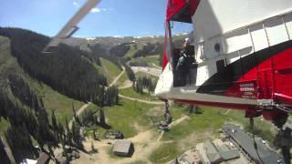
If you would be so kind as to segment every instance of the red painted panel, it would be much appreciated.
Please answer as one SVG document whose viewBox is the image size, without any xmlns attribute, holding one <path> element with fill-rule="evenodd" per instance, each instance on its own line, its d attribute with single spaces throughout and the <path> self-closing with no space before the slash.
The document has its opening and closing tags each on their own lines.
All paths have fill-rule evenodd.
<svg viewBox="0 0 292 164">
<path fill-rule="evenodd" d="M 197 6 L 199 5 L 200 0 L 168 0 L 166 21 L 170 21 L 175 14 L 187 5 L 188 2 L 190 3 L 191 15 L 193 15 Z"/>
<path fill-rule="evenodd" d="M 246 104 L 232 104 L 232 103 L 219 103 L 219 102 L 204 102 L 204 101 L 195 101 L 188 99 L 175 99 L 175 102 L 186 103 L 190 105 L 199 105 L 199 106 L 209 106 L 209 107 L 218 107 L 225 108 L 234 108 L 239 110 L 249 110 L 251 108 L 256 108 L 256 106 L 246 105 Z"/>
<path fill-rule="evenodd" d="M 255 91 L 249 98 L 275 99 L 277 103 L 292 105 L 292 48 L 278 53 L 249 70 L 224 96 L 244 97 L 241 84 L 254 83 Z M 247 88 L 249 89 L 249 88 Z"/>
</svg>

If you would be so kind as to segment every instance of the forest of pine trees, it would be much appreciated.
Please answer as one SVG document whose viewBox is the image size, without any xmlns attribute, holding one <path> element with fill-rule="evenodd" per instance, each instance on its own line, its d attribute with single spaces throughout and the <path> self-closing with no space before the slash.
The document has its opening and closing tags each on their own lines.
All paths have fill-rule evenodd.
<svg viewBox="0 0 292 164">
<path fill-rule="evenodd" d="M 133 89 L 139 94 L 143 94 L 143 89 L 148 90 L 148 94 L 153 92 L 156 87 L 156 80 L 153 80 L 151 77 L 140 77 L 137 80 L 133 83 Z"/>
<path fill-rule="evenodd" d="M 63 127 L 57 119 L 54 110 L 49 120 L 43 99 L 29 88 L 21 77 L 9 76 L 8 87 L 10 94 L 7 90 L 0 89 L 0 118 L 9 122 L 5 138 L 17 163 L 23 159 L 38 157 L 33 140 L 36 141 L 42 151 L 51 156 L 53 148 L 59 147 L 58 143 L 83 149 L 78 121 L 74 121 L 70 129 L 66 119 Z M 74 114 L 76 117 L 75 112 Z"/>
<path fill-rule="evenodd" d="M 85 58 L 99 62 L 93 55 L 63 44 L 48 55 L 42 54 L 49 38 L 20 28 L 0 27 L 0 35 L 11 39 L 12 55 L 31 77 L 78 100 L 102 97 L 99 87 L 107 86 L 107 79 Z"/>
<path fill-rule="evenodd" d="M 141 57 L 141 56 L 153 56 L 158 54 L 162 54 L 163 52 L 163 45 L 160 43 L 147 43 L 142 49 L 138 50 L 134 54 L 134 57 Z"/>
</svg>

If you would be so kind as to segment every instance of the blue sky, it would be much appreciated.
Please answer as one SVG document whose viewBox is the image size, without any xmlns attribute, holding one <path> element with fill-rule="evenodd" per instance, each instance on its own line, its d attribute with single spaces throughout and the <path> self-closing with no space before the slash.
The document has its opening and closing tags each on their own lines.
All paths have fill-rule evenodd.
<svg viewBox="0 0 292 164">
<path fill-rule="evenodd" d="M 85 0 L 0 0 L 0 26 L 55 36 Z M 102 0 L 79 24 L 75 36 L 164 34 L 166 0 Z M 178 24 L 175 33 L 189 31 Z"/>
</svg>

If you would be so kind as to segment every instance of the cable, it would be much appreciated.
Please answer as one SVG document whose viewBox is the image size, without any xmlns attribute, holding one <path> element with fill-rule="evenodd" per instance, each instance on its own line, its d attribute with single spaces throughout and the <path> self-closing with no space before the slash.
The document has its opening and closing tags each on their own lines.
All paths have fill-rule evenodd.
<svg viewBox="0 0 292 164">
<path fill-rule="evenodd" d="M 257 155 L 258 159 L 260 160 L 260 162 L 261 162 L 262 164 L 264 164 L 264 161 L 262 160 L 262 159 L 261 159 L 261 157 L 259 156 L 258 151 L 257 151 L 257 144 L 256 144 L 256 142 L 255 130 L 254 130 L 254 118 L 249 118 L 249 123 L 250 123 L 251 128 L 252 128 L 254 147 L 255 147 L 256 155 Z"/>
</svg>

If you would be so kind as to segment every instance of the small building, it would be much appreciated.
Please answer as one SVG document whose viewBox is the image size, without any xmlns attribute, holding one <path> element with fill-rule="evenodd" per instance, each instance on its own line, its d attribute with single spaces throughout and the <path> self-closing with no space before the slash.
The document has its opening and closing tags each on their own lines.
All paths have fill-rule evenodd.
<svg viewBox="0 0 292 164">
<path fill-rule="evenodd" d="M 134 152 L 134 146 L 130 140 L 118 139 L 113 145 L 112 151 L 116 156 L 130 157 Z"/>
<path fill-rule="evenodd" d="M 180 157 L 177 157 L 172 162 L 172 164 L 201 164 L 200 154 L 197 149 L 193 149 L 185 151 Z"/>
<path fill-rule="evenodd" d="M 225 145 L 222 145 L 217 148 L 209 139 L 204 142 L 203 148 L 211 163 L 220 163 L 223 161 L 238 159 L 240 157 L 237 149 L 230 149 Z"/>
<path fill-rule="evenodd" d="M 36 164 L 48 164 L 50 157 L 47 153 L 41 153 L 37 159 Z"/>
<path fill-rule="evenodd" d="M 250 160 L 256 163 L 274 164 L 281 160 L 280 156 L 269 149 L 259 139 L 256 139 L 257 149 L 255 149 L 254 140 L 240 127 L 233 124 L 225 124 L 223 131 L 241 152 Z"/>
</svg>

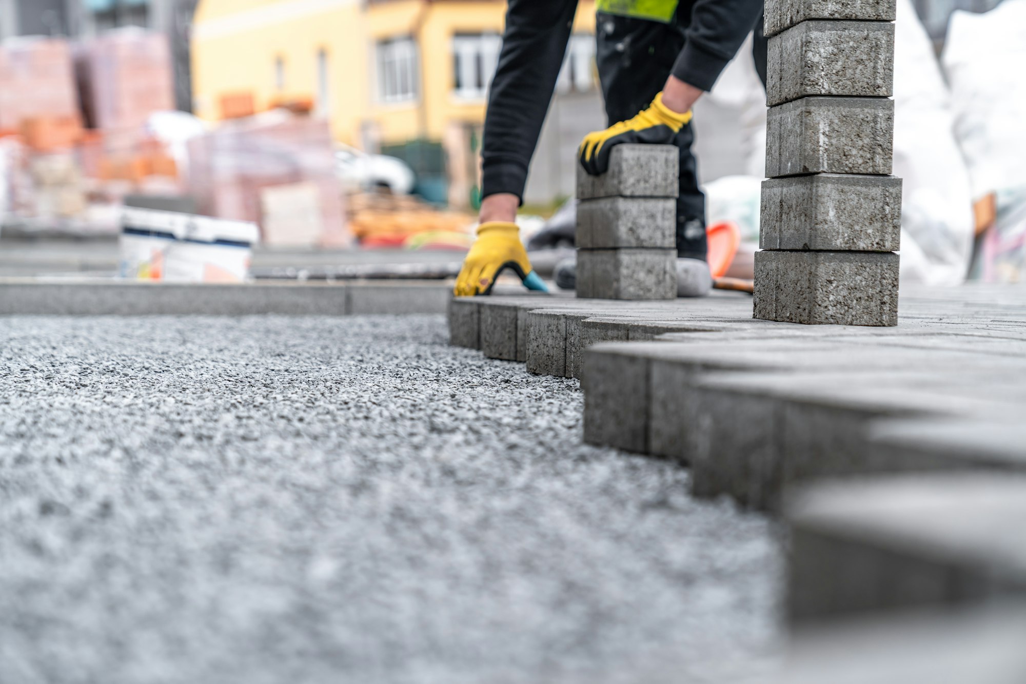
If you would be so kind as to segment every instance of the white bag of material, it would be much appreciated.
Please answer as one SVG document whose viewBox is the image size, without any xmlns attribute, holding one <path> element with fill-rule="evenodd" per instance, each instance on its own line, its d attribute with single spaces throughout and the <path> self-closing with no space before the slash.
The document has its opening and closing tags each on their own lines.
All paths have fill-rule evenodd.
<svg viewBox="0 0 1026 684">
<path fill-rule="evenodd" d="M 973 198 L 951 96 L 910 0 L 898 0 L 895 26 L 894 152 L 894 174 L 902 179 L 902 278 L 957 284 L 973 252 Z"/>
<path fill-rule="evenodd" d="M 973 197 L 994 193 L 997 200 L 997 218 L 981 239 L 973 275 L 1021 280 L 1026 272 L 1026 0 L 1004 0 L 984 14 L 954 12 L 942 61 Z"/>
</svg>

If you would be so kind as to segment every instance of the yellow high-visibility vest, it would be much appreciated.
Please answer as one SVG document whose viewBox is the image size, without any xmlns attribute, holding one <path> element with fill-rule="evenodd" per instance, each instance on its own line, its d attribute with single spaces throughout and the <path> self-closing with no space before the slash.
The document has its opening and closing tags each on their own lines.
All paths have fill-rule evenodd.
<svg viewBox="0 0 1026 684">
<path fill-rule="evenodd" d="M 669 24 L 677 9 L 677 0 L 598 0 L 595 9 L 608 14 Z"/>
</svg>

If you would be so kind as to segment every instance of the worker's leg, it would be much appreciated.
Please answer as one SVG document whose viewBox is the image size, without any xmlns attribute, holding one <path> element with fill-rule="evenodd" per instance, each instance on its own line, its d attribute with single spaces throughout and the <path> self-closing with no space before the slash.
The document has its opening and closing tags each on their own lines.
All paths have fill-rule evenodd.
<svg viewBox="0 0 1026 684">
<path fill-rule="evenodd" d="M 648 107 L 663 89 L 684 44 L 683 27 L 598 12 L 596 61 L 609 125 Z M 677 255 L 706 258 L 705 196 L 699 189 L 698 164 L 692 154 L 694 130 L 681 127 L 674 144 L 680 149 L 680 194 L 677 197 Z"/>
<path fill-rule="evenodd" d="M 762 33 L 764 17 L 764 13 L 759 14 L 759 21 L 752 30 L 752 60 L 755 62 L 755 72 L 759 75 L 763 88 L 766 86 L 766 50 L 770 45 L 770 39 Z"/>
<path fill-rule="evenodd" d="M 509 2 L 503 48 L 484 119 L 484 197 L 523 197 L 527 165 L 556 86 L 576 9 L 577 0 Z"/>
</svg>

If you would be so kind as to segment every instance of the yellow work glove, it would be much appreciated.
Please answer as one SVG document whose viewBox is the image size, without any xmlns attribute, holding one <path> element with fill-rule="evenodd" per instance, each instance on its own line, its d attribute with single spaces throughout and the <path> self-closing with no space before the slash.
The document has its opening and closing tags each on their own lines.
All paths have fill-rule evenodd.
<svg viewBox="0 0 1026 684">
<path fill-rule="evenodd" d="M 530 267 L 516 224 L 489 221 L 477 229 L 477 239 L 463 261 L 453 293 L 457 297 L 488 295 L 504 268 L 516 271 L 528 290 L 548 292 L 542 278 Z"/>
<path fill-rule="evenodd" d="M 614 123 L 605 130 L 596 130 L 584 137 L 578 153 L 581 165 L 592 176 L 604 174 L 609 167 L 609 152 L 623 143 L 648 143 L 649 145 L 671 145 L 673 137 L 692 120 L 690 110 L 678 114 L 663 104 L 660 92 L 637 116 L 627 121 Z"/>
</svg>

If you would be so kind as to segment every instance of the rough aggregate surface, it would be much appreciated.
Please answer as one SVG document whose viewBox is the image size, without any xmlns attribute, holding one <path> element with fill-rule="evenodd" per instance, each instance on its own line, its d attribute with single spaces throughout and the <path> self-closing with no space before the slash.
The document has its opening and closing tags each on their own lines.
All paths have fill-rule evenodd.
<svg viewBox="0 0 1026 684">
<path fill-rule="evenodd" d="M 780 549 L 440 316 L 0 318 L 0 681 L 719 682 Z"/>
</svg>

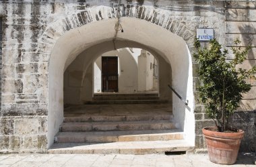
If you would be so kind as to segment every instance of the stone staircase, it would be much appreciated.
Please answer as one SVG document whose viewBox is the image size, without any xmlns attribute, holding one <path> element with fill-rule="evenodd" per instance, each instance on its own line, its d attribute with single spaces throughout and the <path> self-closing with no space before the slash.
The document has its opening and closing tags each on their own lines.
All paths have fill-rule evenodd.
<svg viewBox="0 0 256 167">
<path fill-rule="evenodd" d="M 175 128 L 168 103 L 88 105 L 65 113 L 49 153 L 145 154 L 191 148 Z"/>
<path fill-rule="evenodd" d="M 168 101 L 160 100 L 158 93 L 95 93 L 91 101 L 84 104 L 152 104 L 164 103 Z"/>
</svg>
##########
Finde in den Zeilen oben jede Zeile, in der das Wort „every“ vorkommt, und schreib sie ab. Dabei zählt die Groß- und Kleinschreibung.

Die Antwort:
If you would be so kind as to segment every instance of the red painted panel, it would be much appreciated.
If you would be so kind as to segment every instance of the forest of pine trees, it would be much appreciated.
If you would be so kind as to segment every instance of the blue sky, it would be much appreciated.
If you would be so kind as to segment every instance of the cable, it would be much appreciated.
If you would be so kind as to segment every instance of the small building, it would be much appreciated.
If you would be so kind as to segment every instance of the white bag of material, it would be much appreciated.
If you would be so kind as to segment every instance of the yellow high-visibility vest, it would be much appreciated.
If you would be so kind as to segment every instance of the worker's leg, it would be much appreciated.
If you would be so kind as to segment every instance of the yellow work glove, it would be much appreciated.
If you would be so kind as to segment every instance of the rough aggregate surface, it would be much appreciated.
If you would be so kind as to segment every instance of the stone staircase, it would be much appreciated.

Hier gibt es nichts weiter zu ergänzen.